[Supplied material — start]

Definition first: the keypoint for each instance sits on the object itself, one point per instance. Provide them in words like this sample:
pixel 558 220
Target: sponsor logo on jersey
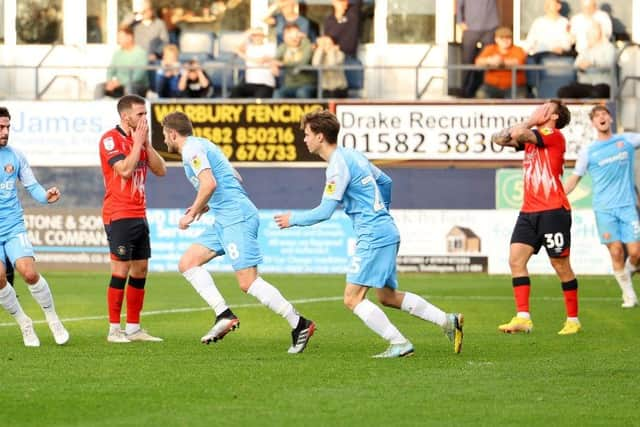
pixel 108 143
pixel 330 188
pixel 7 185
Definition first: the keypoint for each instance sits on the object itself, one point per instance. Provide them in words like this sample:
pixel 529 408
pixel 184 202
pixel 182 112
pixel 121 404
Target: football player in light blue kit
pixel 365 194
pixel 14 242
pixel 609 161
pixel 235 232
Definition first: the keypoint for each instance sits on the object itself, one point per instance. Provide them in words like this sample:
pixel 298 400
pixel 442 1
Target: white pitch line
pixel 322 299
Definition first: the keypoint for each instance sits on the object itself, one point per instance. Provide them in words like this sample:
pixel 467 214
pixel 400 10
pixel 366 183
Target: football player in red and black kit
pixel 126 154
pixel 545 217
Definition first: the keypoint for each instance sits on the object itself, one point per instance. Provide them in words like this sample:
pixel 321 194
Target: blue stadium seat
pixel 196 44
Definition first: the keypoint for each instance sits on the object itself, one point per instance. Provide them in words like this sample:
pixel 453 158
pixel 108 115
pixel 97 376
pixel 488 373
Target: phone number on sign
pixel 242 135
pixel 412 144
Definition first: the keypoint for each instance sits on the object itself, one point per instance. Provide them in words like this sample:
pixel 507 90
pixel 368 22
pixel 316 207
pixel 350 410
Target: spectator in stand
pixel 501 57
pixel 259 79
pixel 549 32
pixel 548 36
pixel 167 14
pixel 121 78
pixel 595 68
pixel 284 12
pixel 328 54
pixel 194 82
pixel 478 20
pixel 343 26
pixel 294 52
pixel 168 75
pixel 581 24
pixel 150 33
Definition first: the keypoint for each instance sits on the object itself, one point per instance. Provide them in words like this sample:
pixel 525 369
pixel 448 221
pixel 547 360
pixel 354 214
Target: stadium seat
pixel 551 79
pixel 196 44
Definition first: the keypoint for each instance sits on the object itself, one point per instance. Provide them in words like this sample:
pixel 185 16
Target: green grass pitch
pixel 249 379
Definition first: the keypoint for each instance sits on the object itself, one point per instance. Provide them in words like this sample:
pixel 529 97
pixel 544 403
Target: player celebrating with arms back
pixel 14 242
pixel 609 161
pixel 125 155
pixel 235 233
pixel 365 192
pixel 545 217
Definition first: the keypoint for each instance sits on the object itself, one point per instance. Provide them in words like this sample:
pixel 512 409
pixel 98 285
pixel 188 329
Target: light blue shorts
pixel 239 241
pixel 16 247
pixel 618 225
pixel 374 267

[Supplied material — finish]
[Supplied material — start]

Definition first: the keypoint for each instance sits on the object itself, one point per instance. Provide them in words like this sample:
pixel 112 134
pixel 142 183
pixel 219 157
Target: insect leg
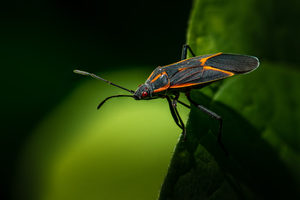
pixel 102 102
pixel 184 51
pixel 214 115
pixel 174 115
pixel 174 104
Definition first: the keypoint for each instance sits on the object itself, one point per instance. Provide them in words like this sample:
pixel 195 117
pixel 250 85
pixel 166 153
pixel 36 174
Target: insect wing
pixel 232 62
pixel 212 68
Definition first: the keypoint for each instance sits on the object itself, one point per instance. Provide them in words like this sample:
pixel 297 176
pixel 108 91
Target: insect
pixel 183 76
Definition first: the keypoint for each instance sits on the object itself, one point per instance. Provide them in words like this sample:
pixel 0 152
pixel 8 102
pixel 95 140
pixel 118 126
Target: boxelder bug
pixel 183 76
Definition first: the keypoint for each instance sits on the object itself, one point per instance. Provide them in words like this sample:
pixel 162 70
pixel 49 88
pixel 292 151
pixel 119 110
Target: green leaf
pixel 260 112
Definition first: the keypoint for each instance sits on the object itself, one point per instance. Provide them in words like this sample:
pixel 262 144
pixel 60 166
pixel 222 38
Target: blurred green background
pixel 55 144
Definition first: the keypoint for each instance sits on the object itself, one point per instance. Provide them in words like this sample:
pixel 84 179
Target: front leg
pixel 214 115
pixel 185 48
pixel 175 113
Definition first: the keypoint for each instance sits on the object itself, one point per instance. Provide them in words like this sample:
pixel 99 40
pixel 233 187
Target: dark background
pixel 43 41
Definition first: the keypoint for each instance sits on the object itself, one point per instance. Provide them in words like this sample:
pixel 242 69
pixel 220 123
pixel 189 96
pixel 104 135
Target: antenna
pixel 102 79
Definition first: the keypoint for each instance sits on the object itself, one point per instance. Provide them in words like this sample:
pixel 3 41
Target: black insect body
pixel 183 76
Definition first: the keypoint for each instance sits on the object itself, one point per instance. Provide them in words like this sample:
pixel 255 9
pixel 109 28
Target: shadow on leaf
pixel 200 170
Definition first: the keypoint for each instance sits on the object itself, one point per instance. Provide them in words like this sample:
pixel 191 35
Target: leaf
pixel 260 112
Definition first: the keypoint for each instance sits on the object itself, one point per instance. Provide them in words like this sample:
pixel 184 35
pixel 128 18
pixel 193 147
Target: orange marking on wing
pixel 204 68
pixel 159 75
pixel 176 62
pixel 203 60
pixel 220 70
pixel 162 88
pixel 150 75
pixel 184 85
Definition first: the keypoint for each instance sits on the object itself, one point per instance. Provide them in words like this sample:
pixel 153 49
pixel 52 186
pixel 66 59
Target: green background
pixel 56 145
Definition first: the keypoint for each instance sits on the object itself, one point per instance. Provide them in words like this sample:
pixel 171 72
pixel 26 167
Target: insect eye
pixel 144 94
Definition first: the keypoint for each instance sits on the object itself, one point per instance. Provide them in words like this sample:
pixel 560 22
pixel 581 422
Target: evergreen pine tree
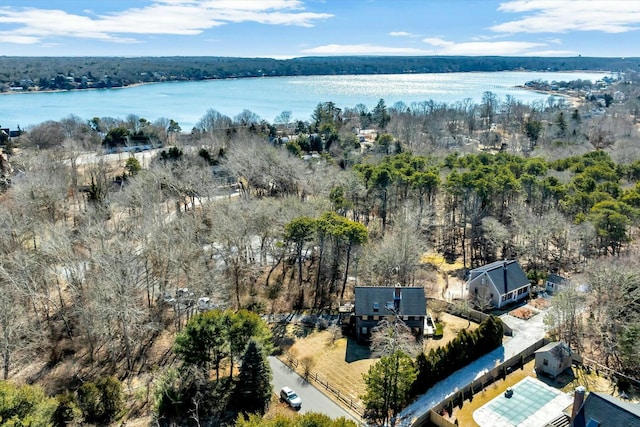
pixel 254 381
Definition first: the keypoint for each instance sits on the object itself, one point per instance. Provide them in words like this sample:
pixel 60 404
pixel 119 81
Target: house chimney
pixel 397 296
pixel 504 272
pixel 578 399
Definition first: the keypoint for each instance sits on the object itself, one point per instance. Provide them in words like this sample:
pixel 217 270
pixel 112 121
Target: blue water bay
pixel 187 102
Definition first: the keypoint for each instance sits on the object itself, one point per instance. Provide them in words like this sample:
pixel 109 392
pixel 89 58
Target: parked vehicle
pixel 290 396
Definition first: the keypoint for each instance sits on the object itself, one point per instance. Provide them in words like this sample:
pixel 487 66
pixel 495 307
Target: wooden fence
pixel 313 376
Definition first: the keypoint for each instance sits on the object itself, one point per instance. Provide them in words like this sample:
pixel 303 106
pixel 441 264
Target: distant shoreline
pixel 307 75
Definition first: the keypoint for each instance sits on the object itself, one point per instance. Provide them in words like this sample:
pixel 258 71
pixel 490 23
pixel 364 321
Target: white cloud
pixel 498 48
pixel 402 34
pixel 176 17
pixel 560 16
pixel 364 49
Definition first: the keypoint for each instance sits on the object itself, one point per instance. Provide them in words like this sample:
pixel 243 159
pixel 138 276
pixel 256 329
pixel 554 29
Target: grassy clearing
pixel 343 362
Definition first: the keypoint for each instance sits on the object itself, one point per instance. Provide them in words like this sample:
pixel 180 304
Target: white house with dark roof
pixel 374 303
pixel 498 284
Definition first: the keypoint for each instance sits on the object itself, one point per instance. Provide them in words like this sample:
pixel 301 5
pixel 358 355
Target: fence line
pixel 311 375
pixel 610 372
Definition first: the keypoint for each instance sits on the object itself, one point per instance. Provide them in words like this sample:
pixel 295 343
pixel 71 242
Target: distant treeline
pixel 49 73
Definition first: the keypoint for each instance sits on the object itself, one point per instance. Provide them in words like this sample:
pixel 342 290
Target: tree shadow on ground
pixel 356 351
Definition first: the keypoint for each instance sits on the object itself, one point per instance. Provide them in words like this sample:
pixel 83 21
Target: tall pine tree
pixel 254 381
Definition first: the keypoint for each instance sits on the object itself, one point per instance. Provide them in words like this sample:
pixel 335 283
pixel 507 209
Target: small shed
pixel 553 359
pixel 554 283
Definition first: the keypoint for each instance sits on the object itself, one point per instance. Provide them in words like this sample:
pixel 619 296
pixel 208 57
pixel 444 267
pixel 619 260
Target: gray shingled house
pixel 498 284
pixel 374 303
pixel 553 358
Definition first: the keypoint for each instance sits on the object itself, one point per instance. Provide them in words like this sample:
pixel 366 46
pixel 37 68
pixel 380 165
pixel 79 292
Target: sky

[Supplied material — finish]
[Supplied material — start]

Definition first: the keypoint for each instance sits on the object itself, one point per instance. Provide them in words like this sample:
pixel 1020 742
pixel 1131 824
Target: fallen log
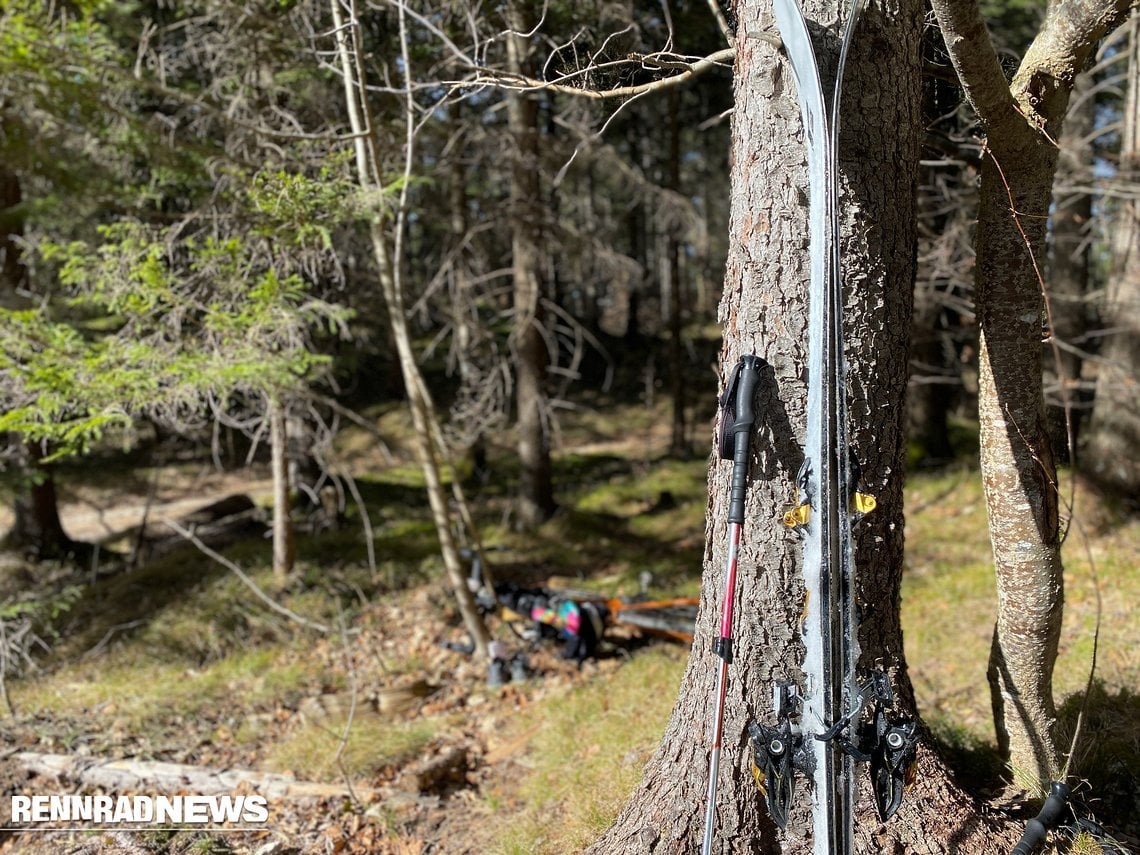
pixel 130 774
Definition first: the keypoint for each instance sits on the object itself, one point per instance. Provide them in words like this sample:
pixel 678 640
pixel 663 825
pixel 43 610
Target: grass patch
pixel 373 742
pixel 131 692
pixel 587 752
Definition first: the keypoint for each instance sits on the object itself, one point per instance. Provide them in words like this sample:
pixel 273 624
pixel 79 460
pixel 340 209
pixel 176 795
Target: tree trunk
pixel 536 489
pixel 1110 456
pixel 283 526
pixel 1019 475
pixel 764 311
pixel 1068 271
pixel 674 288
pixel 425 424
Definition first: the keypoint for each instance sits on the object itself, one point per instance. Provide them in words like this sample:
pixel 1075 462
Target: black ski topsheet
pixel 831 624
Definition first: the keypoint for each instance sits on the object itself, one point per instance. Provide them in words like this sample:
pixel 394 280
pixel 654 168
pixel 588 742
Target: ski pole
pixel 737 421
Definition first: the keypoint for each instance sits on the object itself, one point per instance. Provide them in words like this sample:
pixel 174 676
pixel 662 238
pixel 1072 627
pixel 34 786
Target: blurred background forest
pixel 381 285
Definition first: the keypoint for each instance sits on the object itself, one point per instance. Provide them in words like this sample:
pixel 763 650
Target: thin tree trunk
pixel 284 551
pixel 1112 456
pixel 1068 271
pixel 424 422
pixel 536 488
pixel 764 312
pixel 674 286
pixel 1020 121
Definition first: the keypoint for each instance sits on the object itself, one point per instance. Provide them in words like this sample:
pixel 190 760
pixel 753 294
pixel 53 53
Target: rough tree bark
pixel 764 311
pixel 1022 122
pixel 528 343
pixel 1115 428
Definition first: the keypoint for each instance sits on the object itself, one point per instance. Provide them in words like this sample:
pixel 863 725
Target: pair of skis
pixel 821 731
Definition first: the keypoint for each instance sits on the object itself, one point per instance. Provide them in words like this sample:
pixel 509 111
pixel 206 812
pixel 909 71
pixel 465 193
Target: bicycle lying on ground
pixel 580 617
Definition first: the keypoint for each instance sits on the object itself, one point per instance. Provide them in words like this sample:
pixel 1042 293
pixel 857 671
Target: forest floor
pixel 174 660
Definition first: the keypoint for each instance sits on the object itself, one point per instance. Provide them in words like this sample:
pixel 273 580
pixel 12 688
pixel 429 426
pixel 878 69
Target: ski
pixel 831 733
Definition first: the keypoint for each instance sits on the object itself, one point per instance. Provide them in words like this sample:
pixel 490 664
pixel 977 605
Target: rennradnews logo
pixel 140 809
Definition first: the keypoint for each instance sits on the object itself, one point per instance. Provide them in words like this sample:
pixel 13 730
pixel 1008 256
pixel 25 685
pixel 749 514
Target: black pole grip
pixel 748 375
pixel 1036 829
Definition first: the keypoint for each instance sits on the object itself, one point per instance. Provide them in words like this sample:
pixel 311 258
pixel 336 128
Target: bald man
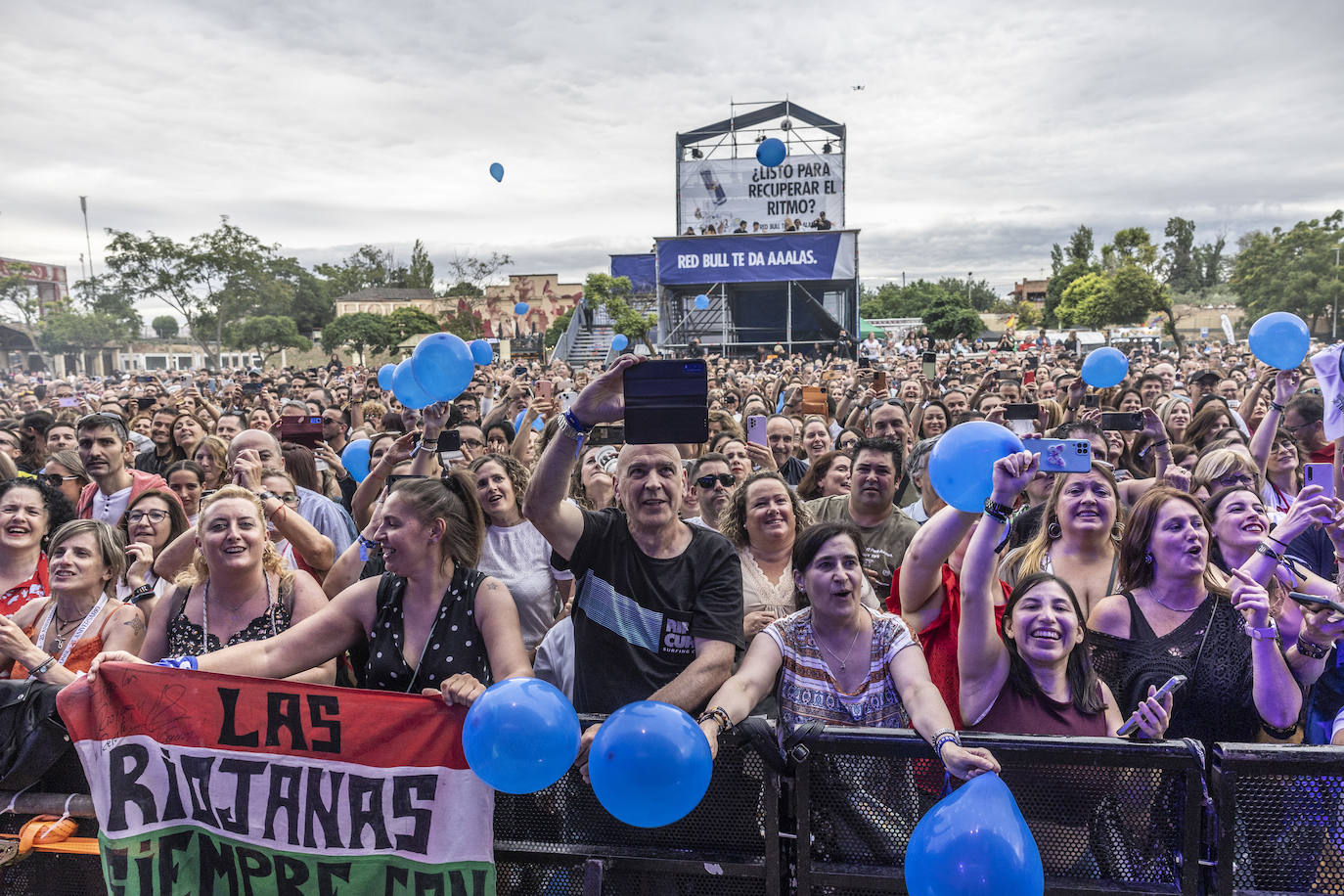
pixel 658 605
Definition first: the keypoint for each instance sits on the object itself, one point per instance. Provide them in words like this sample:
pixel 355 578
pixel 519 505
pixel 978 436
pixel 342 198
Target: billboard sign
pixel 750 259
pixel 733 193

[Supplied material — finish]

- _Required action_
Of the lines above, quote exactly those from the one with "pixel 66 59" through the one with "pixel 441 264", ends included; pictures stay out.

- _Worked solution_
pixel 66 59
Target: green background
pixel 56 145
Definition first: the keypoint for each instance sits on the object itself, one point per instance. Provide them in words like this sample:
pixel 171 72
pixel 26 167
Target: insect eye
pixel 144 94
Definition first: the keypoint for each instance sits on the object itself, one point per instance. Provide them in words like this sample:
pixel 560 22
pixel 581 422
Target: evergreen pine tree
pixel 254 381
Definition first: the keypoint for each instance sits on the object itself, one point per instance. Provide them in words like this sample:
pixel 60 404
pixel 119 81
Target: house chimney
pixel 397 296
pixel 504 272
pixel 578 399
Definition first: the keypoint for each instance sits on the object itself, one point per instance. Provide them in words like this sample:
pixel 217 270
pixel 112 121
Target: blue water bay
pixel 187 102
Definition first: the keypoint for each instance sits on the object itself, one point per instance. Provide them in words like this sample:
pixel 109 392
pixel 89 58
Target: parked vehicle
pixel 290 396
Definition first: the keypoint for each instance sits on the object itself, one point per instance. Provide them in words like this sample:
pixel 487 66
pixel 495 307
Target: wooden fence
pixel 313 376
Definition first: the keypoint for each instance sits on the object itself, one point per instance. Provide them in words like this sample:
pixel 303 106
pixel 441 264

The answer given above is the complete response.